Kutipan Teks -

• • • • •

Akibatnya tidak ada kesan emotional kejiwaan setelah meninggalkan monument ini.
Pemerintah pun menjaga dan melestarikannya dengan pola pengelolaan secara
komersial dibawah bendera satu BUMN dengan mengiklankannya sebagai salah satu
tujuan wisata dengan brosur penjelasan sekadarnya terutama hanya menyangkut
sejarah pembuatan candi ini. Komersialisasi yang dampaknya malah menyebabkan
areal candi menjadi kelihatan kumuh Melihat bangunan-bangunan kuno di Eropa
berupa katedral, gereja,istana, puri dan lain-lainnya sejujurnya terbersit rasa
rendah diri karena candi Borobudurmenjadi kelihatan sangat kasar pembuatannya
dibanding bangunan-bangunan tersebut. Bangunan yang demikian rumit
arsitekturnya, patung-patung yang sangat indah serta sangat halus terbuat dari
bahan-bahan yang sangat mewah pula mengundang detak kagum yang luar biasa.

• • • • •

Catatan kotak berlabel -

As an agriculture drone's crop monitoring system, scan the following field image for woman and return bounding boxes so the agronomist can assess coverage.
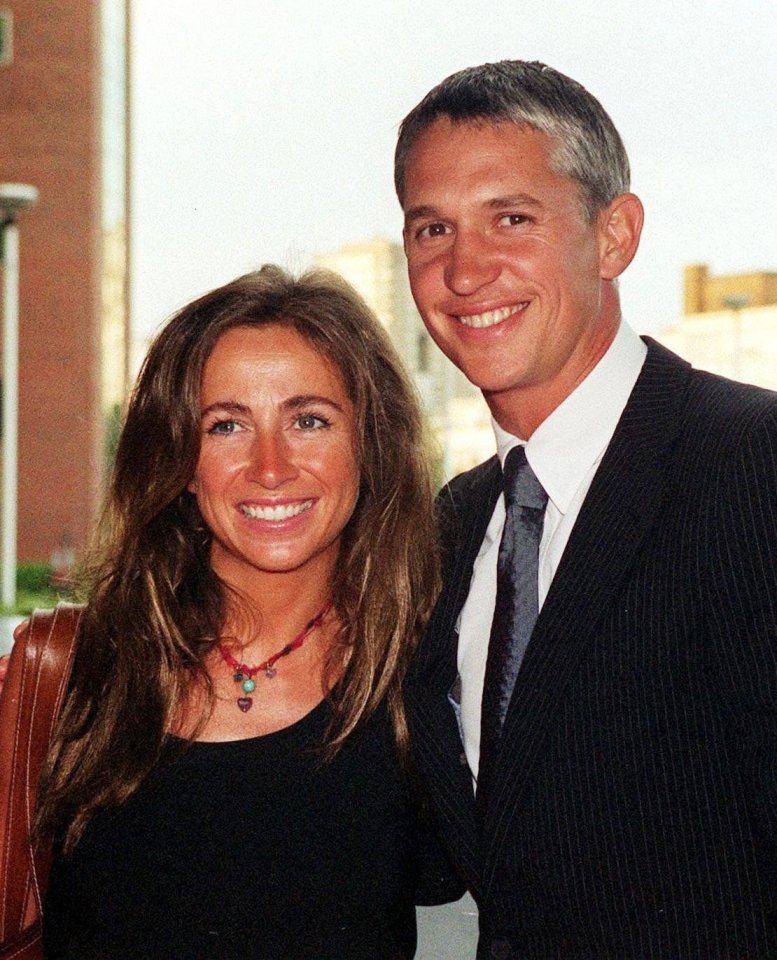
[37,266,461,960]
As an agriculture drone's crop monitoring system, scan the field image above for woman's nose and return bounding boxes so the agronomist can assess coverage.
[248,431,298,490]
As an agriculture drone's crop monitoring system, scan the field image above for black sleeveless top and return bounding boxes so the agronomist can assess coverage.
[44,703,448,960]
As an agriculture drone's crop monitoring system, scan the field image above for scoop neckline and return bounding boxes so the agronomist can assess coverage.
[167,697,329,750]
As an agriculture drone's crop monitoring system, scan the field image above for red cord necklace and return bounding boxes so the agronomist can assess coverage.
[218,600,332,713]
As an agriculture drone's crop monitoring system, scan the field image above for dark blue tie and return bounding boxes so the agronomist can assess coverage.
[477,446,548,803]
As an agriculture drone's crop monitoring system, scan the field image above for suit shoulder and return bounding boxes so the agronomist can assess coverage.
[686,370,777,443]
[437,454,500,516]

• • • • •

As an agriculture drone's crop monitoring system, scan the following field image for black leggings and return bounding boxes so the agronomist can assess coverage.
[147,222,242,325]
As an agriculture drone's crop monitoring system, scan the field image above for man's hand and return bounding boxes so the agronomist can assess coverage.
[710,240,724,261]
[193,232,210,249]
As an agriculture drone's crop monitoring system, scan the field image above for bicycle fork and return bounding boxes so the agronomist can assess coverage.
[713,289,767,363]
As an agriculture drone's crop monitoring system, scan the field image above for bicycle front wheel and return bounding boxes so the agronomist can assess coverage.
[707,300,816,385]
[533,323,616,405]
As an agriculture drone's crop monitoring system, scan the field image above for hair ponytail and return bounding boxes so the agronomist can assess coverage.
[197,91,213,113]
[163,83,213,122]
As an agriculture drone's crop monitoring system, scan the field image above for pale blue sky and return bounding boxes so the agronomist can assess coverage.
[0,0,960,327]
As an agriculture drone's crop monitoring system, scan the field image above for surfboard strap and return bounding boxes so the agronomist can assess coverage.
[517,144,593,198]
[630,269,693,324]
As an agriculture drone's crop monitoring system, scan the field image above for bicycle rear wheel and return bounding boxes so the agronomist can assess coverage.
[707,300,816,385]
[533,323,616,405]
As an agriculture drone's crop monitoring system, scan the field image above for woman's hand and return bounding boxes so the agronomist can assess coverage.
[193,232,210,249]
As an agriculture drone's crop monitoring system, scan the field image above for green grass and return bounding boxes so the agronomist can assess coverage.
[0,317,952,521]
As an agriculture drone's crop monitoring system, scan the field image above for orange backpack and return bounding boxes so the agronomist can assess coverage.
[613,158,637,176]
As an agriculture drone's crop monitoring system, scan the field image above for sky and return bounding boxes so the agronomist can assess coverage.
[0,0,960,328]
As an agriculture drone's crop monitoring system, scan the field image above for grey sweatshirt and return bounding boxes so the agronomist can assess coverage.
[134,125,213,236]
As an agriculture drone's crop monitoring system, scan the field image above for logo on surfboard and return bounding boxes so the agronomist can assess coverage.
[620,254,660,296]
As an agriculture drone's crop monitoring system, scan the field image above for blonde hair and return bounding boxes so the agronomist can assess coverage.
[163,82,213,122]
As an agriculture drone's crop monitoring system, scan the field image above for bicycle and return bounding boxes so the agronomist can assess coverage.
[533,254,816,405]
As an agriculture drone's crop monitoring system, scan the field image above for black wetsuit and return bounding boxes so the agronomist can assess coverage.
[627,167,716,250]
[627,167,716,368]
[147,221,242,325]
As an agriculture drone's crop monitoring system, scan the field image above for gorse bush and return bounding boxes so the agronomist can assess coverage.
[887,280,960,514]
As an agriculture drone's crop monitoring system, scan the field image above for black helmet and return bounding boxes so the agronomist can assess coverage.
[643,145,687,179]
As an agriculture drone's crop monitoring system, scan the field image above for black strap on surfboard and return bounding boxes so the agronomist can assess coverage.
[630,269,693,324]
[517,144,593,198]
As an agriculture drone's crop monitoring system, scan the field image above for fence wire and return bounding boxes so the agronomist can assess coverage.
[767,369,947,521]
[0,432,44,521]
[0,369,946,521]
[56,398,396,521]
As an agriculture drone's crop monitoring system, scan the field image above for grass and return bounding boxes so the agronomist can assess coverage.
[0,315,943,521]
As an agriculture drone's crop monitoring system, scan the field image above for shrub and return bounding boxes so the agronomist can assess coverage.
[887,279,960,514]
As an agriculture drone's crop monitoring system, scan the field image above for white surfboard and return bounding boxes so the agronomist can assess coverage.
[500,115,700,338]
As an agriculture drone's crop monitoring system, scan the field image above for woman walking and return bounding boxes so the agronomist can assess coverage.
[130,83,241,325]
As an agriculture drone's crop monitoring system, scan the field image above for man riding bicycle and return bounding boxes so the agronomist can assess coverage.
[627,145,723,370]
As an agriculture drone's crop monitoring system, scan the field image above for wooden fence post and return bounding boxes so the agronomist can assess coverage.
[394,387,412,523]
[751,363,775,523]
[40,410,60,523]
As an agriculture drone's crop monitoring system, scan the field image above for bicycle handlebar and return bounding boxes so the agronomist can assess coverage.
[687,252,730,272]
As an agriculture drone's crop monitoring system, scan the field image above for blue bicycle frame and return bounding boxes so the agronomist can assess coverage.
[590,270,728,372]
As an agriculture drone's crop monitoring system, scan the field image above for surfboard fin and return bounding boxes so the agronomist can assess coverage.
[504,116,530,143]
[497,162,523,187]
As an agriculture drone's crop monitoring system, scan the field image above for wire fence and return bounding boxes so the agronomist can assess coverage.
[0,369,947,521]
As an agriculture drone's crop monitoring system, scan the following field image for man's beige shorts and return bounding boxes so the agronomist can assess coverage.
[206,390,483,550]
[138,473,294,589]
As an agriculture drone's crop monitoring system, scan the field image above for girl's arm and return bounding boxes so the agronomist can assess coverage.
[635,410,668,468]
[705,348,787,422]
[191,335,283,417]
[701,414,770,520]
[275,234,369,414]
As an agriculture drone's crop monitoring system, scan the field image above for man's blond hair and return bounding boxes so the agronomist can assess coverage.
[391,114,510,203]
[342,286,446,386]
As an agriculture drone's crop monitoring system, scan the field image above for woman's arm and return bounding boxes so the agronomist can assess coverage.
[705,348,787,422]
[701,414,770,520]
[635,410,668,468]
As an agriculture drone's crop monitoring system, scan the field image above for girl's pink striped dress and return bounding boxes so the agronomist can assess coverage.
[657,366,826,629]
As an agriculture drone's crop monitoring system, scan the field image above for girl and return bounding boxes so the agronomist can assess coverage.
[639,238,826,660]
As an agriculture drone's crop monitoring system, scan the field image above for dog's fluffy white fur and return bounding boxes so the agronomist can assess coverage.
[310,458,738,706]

• • • • •

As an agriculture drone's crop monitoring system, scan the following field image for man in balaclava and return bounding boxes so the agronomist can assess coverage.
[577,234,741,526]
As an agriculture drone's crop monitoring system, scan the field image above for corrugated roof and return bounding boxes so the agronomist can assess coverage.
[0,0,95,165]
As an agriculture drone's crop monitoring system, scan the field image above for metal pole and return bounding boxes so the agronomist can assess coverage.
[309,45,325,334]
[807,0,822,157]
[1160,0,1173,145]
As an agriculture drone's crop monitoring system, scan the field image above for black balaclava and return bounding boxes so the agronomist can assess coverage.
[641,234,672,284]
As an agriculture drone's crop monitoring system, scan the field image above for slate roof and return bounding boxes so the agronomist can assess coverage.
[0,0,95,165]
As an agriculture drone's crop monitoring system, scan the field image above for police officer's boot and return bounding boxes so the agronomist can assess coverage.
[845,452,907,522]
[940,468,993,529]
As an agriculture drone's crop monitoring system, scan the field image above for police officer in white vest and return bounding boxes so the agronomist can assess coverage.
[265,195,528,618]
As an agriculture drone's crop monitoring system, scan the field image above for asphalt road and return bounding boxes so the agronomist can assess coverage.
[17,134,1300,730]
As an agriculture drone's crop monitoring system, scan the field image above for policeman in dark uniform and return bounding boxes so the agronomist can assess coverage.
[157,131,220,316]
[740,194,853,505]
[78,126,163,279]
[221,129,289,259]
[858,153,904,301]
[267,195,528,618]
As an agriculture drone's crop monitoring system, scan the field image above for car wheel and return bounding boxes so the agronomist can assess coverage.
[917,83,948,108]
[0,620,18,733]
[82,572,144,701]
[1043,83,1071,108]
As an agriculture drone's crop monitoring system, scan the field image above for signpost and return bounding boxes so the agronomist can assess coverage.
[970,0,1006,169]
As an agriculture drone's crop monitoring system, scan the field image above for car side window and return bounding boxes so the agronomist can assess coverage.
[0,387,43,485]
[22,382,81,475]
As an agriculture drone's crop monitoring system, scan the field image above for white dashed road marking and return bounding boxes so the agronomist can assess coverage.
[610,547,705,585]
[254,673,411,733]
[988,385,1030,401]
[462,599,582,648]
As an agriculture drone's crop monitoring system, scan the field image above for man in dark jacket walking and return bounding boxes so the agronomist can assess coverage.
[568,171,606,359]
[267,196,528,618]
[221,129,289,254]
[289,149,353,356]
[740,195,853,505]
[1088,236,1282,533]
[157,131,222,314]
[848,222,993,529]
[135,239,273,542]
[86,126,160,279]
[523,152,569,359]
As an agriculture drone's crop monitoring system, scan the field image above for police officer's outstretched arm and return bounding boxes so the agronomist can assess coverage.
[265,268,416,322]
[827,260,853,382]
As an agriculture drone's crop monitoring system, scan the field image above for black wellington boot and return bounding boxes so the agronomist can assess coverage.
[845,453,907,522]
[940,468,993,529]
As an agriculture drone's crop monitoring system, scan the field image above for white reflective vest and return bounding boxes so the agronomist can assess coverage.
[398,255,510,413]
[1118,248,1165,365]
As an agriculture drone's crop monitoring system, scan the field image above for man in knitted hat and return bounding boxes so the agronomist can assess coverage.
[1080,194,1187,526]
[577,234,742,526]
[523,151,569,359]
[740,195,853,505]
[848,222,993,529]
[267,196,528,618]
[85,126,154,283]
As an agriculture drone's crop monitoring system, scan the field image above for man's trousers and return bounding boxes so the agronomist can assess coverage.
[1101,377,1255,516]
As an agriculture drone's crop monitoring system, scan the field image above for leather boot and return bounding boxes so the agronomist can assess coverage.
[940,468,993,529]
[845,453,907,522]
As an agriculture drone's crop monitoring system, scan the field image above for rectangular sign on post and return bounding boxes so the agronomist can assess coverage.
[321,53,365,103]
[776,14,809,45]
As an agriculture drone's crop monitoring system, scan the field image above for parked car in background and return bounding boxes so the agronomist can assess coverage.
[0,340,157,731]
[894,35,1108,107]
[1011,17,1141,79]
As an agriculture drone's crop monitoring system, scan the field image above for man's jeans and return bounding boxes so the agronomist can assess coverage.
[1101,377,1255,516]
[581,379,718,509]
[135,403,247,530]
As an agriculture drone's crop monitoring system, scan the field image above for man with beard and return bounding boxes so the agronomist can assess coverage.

• • • • •

Tugas Anda -
• 1. Sebutkan semua jenis bangunan kuno di Eropa yang disebut satu per satu dalam kutipan teks tentang Candi Borobudur.
• 2. Tolong lanjutkan kutipan teks tentang Candi Borobudur beberapa kalimat lagi dari titik akhirnya.

Jawaban Tugas -
• 1. Katedral, gereja, istana, dan puri.

• 2.
Ditambah mengamati pemeliharaan pada bangunan-bangunan kuno tersebut yang
sangat professional sehingga nyaman untuk disinggahi dan dikagumi. Namun ada
kesamaan dengan mengunjungi candi Borobudur yakni tiadanya kesan emosional
kejiwaan karena juga tidak tahu filosofi dari dibuatnya bangunan-bangunan
tersebut Selentingan informasi mengatakan bahwa candi Borobudur ternyata sangat
dikagumi oleh para pemeluk agama Budha. Dikatakan baik para biksu maupun
penganut agama Budha dari berbagai negara dan suku bangsa sangat menginginkan
untuk bisa mengunjungi, berziarah dan mendapat pencerahan di candi Borobudur
ini. Kalau demikian halnya, pasti ada sesuatu yang istimewa dari candi ini.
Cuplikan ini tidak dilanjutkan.